#### [Set of tasks]
1. In the passage that follows on new testing sites, how many mobile testing units will there be across the UK by the end of July?
2. From the passage that follows on new testing sites, list every language named for the translation services planned at the drive-through sites.

----- Supplied passage

Six new ‘walk through’ local testing sites are now offering appointments to people in England, with the capacity to test hundreds of people each day. All these sites are all easily accessible by foot or on a bike.

Three months since the first regional drive through test site was set up in Nottingham, there are now 68 such sites across the country, alongside the six new walk-through sites in England, new mobile testing units, and special home test postboxes for safe and easy returns, the Department of Health and Social Care (DHSC) has said.

The NHS Test and Trace service has identified 113,925 people as recent close contacts since the service began on May 28.

The new walk-through sites will focus on offering appointments to people without cars who can safely travel on foot, without coming into contact with others.

DHSC said these sites will continue to be expanded where there is demand from local communities.

“The biggest network of diagnostic testing in UK history is ready and able to offer a test to anyone, anywhere in the country,” Hancock said.

“It is encouraging to see transmission of the virus is going down, but we all still have a part to play to limit this further. Getting tested as soon as you develop symptoms is an essential step to protect the most vulnerable and help us to safely ease lockdown measures.”

A total of 30 additional mobile testing units are now travelling the UK, responding to increased regional demand for testing, and supporting hard to reach areas.

This brings the total of mobile units to 147, currently staffed by military personnel in England, Scotland and Wales and by civilian staff in Northern Ireland. This number will further increase to 236 across the UK by the end of July.

Home testing kits can now be returned without booking a courier service, allowing those choosing this testing option to post their testing kits at any of the 30,000 Royal Mail priority postboxes across the UK, which will all be marked by a regionalised NHS logo by 3 July.

Specialised translation services will soon be offered across a range of 68 drive-through testing sites, to support people who don’t speak English as their first language such as Urdu, Punjabi, Bengali, Gujarati, Mandarin, Polish, and British Sign Language for people with hearing difficulties.

----------
----- Dataset excerpts

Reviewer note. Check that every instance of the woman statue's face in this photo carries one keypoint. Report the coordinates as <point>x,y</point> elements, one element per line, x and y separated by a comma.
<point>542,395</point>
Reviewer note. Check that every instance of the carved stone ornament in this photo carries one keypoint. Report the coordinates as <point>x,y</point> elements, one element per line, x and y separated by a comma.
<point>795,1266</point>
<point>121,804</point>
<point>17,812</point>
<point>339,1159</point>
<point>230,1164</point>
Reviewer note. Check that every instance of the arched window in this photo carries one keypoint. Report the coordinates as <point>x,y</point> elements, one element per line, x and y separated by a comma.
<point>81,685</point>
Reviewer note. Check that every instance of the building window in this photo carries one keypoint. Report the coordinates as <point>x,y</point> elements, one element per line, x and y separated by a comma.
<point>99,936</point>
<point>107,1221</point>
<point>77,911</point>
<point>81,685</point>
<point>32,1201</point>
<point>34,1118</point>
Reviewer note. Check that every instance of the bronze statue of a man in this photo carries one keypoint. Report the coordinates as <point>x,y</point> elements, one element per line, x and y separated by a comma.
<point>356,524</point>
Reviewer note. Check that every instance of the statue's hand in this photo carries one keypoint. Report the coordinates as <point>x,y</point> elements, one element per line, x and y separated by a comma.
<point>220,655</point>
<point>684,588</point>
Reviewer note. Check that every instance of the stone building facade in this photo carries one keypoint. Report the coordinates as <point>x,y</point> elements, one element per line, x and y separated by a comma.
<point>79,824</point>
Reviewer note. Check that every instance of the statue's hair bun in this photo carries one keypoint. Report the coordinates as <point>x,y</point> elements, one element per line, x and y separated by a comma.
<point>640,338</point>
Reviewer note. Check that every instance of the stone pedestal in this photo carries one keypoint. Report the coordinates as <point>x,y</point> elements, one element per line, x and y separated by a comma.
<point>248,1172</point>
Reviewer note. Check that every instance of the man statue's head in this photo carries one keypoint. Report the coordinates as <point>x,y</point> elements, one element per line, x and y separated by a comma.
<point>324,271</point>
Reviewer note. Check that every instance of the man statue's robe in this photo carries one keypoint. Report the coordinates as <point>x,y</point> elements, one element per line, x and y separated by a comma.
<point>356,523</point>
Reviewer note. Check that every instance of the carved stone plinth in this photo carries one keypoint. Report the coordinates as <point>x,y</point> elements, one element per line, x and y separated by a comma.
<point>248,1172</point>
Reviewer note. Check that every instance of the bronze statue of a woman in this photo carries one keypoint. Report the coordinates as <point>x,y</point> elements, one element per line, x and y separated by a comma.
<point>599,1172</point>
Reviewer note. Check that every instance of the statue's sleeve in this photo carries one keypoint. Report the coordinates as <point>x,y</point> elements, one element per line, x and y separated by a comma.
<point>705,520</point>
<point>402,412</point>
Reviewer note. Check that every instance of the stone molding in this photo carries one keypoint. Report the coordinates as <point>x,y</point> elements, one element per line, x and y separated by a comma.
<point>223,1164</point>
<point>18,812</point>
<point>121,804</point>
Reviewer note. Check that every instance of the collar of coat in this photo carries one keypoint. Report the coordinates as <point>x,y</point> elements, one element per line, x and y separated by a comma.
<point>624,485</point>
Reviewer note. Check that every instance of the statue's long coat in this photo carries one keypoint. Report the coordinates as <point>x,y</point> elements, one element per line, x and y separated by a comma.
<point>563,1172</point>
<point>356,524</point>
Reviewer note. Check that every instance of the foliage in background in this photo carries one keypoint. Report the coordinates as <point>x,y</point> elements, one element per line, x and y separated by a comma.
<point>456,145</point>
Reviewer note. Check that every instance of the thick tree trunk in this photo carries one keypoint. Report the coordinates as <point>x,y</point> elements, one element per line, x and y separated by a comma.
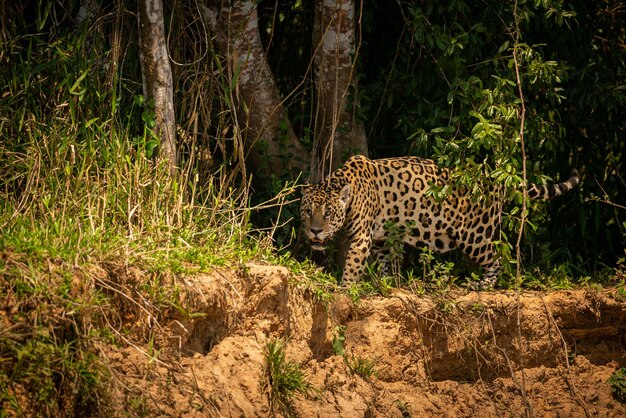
<point>271,144</point>
<point>337,134</point>
<point>157,75</point>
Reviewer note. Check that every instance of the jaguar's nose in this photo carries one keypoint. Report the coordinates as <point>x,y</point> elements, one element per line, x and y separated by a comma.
<point>315,230</point>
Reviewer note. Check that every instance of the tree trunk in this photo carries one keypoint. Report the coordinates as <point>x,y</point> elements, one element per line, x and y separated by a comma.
<point>157,75</point>
<point>337,133</point>
<point>271,144</point>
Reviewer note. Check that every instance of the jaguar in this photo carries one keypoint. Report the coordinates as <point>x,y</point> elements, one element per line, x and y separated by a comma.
<point>364,196</point>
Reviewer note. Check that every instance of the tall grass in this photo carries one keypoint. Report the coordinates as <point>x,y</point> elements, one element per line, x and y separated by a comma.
<point>79,192</point>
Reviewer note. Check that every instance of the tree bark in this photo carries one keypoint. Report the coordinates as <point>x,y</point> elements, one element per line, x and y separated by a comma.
<point>157,75</point>
<point>337,133</point>
<point>271,144</point>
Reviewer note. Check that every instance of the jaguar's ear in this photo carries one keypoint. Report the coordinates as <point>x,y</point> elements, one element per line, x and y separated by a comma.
<point>344,194</point>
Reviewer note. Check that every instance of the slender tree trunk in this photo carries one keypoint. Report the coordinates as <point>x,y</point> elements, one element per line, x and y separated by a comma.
<point>157,75</point>
<point>271,144</point>
<point>337,134</point>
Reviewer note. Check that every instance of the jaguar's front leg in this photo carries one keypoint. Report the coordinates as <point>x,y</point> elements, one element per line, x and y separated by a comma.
<point>358,252</point>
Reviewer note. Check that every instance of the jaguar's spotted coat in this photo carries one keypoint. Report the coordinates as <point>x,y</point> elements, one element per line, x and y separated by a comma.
<point>363,195</point>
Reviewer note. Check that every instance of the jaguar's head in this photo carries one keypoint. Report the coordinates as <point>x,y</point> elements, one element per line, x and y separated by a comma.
<point>323,209</point>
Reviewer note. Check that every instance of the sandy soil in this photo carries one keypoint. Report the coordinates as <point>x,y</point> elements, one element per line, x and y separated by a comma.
<point>464,356</point>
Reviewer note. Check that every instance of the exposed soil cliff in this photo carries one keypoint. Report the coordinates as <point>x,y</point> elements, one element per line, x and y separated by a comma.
<point>460,357</point>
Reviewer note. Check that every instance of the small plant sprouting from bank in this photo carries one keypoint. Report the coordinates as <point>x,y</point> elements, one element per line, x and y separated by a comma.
<point>285,380</point>
<point>617,381</point>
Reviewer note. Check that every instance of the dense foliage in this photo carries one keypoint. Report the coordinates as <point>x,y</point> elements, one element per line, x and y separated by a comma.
<point>437,79</point>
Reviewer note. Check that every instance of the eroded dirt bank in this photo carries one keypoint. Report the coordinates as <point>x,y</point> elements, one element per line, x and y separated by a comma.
<point>456,358</point>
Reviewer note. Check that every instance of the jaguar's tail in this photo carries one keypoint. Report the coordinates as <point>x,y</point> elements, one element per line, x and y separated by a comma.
<point>536,191</point>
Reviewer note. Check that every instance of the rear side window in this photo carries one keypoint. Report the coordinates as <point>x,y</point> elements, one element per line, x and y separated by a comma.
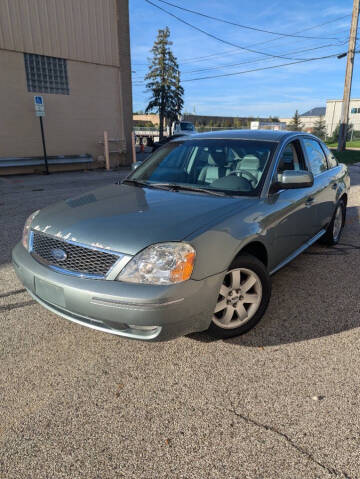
<point>316,156</point>
<point>332,161</point>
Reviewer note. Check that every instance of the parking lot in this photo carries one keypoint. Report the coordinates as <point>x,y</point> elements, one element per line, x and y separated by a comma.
<point>280,402</point>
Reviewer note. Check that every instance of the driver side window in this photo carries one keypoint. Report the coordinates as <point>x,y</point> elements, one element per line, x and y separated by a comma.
<point>291,158</point>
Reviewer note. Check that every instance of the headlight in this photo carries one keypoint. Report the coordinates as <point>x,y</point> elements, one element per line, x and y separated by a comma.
<point>26,230</point>
<point>163,263</point>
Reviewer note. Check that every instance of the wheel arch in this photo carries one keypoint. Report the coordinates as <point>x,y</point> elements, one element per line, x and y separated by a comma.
<point>344,197</point>
<point>255,248</point>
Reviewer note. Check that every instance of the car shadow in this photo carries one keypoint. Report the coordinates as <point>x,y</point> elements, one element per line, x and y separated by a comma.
<point>316,295</point>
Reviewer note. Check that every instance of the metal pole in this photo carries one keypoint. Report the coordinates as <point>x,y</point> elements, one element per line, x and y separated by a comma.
<point>106,150</point>
<point>44,146</point>
<point>348,78</point>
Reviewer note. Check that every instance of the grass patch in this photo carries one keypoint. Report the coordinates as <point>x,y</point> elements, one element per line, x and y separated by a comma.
<point>349,157</point>
<point>349,144</point>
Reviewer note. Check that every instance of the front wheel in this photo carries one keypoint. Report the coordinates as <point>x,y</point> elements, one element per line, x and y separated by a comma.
<point>243,298</point>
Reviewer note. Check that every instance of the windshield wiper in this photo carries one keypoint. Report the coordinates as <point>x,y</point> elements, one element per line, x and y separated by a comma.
<point>175,187</point>
<point>136,182</point>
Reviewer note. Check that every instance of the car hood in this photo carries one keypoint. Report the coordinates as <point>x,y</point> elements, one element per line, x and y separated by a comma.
<point>127,218</point>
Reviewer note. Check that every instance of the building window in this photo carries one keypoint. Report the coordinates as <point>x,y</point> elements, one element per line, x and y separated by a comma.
<point>46,74</point>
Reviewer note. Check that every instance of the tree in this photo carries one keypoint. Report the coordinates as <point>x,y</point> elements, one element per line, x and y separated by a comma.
<point>163,81</point>
<point>319,129</point>
<point>176,102</point>
<point>295,124</point>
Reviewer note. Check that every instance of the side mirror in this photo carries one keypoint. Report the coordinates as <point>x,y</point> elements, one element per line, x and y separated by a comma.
<point>135,165</point>
<point>291,179</point>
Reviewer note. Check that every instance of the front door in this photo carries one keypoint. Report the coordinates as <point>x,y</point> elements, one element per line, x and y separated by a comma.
<point>294,217</point>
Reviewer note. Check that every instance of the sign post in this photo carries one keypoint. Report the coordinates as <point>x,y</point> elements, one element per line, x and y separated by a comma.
<point>40,112</point>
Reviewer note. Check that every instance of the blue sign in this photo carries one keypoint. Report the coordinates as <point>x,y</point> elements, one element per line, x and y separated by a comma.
<point>38,100</point>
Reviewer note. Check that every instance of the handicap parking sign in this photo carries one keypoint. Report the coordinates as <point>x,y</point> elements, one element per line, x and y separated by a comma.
<point>38,100</point>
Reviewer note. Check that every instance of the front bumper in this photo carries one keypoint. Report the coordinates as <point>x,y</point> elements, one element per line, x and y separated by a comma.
<point>120,308</point>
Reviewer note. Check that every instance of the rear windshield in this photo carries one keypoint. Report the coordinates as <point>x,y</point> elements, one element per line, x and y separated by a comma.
<point>230,166</point>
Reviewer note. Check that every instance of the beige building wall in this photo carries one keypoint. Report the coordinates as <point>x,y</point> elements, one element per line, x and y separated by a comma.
<point>93,36</point>
<point>73,123</point>
<point>83,30</point>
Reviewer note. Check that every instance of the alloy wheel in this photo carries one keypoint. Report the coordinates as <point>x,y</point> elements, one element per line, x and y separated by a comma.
<point>239,298</point>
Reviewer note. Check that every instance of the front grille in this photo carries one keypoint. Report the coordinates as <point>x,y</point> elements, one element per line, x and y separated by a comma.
<point>79,259</point>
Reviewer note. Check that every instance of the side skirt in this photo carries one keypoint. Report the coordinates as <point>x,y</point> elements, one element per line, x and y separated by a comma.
<point>298,251</point>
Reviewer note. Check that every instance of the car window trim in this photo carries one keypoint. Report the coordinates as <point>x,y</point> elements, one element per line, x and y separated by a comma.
<point>322,144</point>
<point>313,138</point>
<point>276,158</point>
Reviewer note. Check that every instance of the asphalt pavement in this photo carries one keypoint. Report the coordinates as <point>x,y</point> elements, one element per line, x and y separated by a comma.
<point>281,402</point>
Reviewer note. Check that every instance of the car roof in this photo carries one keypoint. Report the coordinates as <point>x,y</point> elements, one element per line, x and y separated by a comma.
<point>269,135</point>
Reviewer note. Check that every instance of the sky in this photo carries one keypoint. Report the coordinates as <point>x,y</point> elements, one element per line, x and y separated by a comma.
<point>277,92</point>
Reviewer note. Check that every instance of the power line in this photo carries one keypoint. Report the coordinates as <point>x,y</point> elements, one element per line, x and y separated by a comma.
<point>218,38</point>
<point>233,51</point>
<point>221,67</point>
<point>260,69</point>
<point>242,26</point>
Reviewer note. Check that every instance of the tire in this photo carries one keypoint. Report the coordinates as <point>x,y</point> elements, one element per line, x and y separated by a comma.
<point>233,315</point>
<point>336,225</point>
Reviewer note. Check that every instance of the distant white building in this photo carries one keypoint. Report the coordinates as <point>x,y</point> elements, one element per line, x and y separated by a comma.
<point>309,118</point>
<point>267,125</point>
<point>333,114</point>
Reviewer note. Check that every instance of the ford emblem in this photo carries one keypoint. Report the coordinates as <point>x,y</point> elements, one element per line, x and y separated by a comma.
<point>58,254</point>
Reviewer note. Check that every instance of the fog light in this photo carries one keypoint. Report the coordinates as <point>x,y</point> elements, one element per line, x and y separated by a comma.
<point>143,328</point>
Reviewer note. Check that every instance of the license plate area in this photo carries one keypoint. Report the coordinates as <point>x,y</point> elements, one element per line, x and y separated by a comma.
<point>50,292</point>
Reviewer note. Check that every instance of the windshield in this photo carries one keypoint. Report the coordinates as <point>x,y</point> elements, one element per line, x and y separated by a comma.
<point>186,126</point>
<point>229,166</point>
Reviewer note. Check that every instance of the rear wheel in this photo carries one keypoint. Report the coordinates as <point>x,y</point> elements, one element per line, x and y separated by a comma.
<point>334,230</point>
<point>242,299</point>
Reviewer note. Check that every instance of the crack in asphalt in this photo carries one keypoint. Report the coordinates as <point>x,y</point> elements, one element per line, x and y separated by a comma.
<point>288,439</point>
<point>10,307</point>
<point>11,293</point>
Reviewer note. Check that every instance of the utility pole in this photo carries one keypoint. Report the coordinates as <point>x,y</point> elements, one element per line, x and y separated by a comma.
<point>348,78</point>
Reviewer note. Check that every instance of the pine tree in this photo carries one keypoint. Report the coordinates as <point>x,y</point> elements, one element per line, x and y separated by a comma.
<point>163,81</point>
<point>319,129</point>
<point>295,124</point>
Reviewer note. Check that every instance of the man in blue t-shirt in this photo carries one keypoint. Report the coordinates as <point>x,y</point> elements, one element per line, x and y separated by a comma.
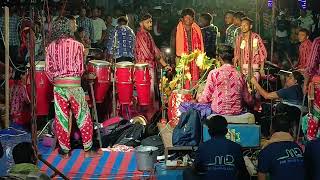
<point>312,160</point>
<point>292,93</point>
<point>280,157</point>
<point>218,158</point>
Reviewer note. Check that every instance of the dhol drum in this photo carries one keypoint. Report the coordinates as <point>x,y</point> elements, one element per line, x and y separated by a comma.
<point>102,70</point>
<point>94,53</point>
<point>44,89</point>
<point>142,80</point>
<point>176,98</point>
<point>124,81</point>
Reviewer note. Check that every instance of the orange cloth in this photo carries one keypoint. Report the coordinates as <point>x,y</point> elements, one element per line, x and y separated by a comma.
<point>182,42</point>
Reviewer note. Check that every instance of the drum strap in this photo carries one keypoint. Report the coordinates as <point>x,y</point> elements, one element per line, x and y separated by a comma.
<point>67,82</point>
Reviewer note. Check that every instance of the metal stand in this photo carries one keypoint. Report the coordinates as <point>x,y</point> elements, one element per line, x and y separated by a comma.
<point>297,133</point>
<point>95,112</point>
<point>34,137</point>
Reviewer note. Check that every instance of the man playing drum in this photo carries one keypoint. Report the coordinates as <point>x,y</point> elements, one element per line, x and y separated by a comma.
<point>64,67</point>
<point>146,51</point>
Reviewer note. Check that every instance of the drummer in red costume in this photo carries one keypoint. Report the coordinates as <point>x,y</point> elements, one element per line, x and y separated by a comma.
<point>64,67</point>
<point>304,49</point>
<point>242,50</point>
<point>146,51</point>
<point>186,38</point>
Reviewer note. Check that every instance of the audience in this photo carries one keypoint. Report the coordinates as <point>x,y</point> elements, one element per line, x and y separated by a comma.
<point>218,158</point>
<point>280,157</point>
<point>311,158</point>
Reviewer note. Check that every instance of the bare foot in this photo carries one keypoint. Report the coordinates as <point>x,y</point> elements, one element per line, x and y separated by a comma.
<point>64,155</point>
<point>92,153</point>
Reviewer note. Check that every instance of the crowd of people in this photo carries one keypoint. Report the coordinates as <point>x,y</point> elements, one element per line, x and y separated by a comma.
<point>231,89</point>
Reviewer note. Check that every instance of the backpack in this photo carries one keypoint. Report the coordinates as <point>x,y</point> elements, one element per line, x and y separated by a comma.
<point>152,128</point>
<point>155,141</point>
<point>188,131</point>
<point>131,136</point>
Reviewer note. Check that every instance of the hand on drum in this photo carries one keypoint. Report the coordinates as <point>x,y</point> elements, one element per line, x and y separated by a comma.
<point>254,80</point>
<point>91,76</point>
<point>168,68</point>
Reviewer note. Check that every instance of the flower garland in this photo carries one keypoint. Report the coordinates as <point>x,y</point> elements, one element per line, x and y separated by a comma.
<point>202,61</point>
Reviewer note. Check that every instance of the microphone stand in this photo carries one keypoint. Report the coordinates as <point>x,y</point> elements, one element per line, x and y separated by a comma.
<point>34,139</point>
<point>113,73</point>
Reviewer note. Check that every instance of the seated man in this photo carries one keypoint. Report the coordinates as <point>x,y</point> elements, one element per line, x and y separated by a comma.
<point>226,87</point>
<point>280,157</point>
<point>218,158</point>
<point>311,159</point>
<point>292,93</point>
<point>25,162</point>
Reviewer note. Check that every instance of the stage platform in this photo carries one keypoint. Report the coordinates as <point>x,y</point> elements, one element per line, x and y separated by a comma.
<point>111,165</point>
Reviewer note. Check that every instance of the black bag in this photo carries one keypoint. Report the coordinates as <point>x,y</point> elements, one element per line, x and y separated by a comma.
<point>155,141</point>
<point>110,136</point>
<point>152,128</point>
<point>131,136</point>
<point>188,131</point>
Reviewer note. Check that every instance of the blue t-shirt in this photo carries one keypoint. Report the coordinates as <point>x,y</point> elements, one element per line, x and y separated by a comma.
<point>312,160</point>
<point>282,160</point>
<point>220,159</point>
<point>291,94</point>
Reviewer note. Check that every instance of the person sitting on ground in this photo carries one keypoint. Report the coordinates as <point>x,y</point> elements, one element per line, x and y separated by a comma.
<point>304,49</point>
<point>280,157</point>
<point>292,92</point>
<point>25,162</point>
<point>218,158</point>
<point>19,101</point>
<point>226,87</point>
<point>311,159</point>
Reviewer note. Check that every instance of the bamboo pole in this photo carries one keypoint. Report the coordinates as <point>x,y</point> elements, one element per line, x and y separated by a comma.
<point>7,63</point>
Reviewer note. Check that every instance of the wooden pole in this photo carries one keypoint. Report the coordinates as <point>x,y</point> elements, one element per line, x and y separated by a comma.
<point>7,65</point>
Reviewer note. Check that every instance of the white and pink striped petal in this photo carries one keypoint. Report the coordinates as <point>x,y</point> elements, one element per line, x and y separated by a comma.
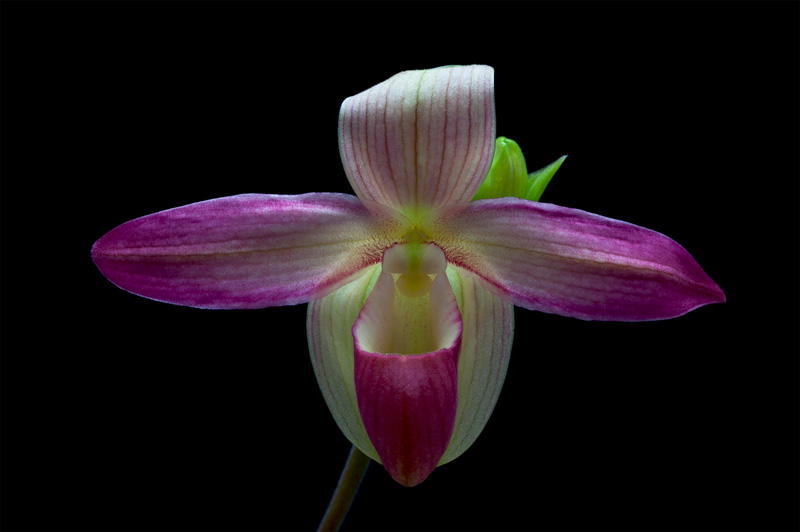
<point>573,263</point>
<point>421,139</point>
<point>247,251</point>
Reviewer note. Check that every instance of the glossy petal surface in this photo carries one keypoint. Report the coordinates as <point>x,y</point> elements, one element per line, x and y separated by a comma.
<point>421,139</point>
<point>570,262</point>
<point>408,401</point>
<point>248,251</point>
<point>486,341</point>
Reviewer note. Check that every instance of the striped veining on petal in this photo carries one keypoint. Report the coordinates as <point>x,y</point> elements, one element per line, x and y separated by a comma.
<point>570,262</point>
<point>247,251</point>
<point>330,341</point>
<point>488,334</point>
<point>421,139</point>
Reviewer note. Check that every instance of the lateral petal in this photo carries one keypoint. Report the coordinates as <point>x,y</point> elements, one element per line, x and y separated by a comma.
<point>421,138</point>
<point>247,251</point>
<point>574,263</point>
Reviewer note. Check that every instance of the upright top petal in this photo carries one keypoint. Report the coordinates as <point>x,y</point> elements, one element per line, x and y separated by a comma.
<point>421,139</point>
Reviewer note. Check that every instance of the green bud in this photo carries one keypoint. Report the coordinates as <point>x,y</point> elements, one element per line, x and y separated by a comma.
<point>538,180</point>
<point>508,176</point>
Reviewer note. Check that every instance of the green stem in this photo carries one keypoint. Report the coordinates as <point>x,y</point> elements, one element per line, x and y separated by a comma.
<point>352,474</point>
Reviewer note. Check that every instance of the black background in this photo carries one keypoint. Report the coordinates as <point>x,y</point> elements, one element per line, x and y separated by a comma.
<point>120,413</point>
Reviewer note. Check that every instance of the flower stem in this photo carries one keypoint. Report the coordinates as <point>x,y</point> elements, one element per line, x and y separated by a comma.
<point>349,481</point>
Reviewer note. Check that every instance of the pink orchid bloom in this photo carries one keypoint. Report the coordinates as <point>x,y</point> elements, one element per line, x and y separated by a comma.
<point>410,285</point>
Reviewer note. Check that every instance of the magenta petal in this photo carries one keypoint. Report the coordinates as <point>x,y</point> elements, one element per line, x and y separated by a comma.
<point>574,263</point>
<point>247,251</point>
<point>408,406</point>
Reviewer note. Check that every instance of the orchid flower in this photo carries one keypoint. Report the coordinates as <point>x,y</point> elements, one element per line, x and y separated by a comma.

----------

#### [Answer set]
1. 236

2. Urdu, Punjabi, Bengali, Gujarati, Mandarin, Polish, British Sign Language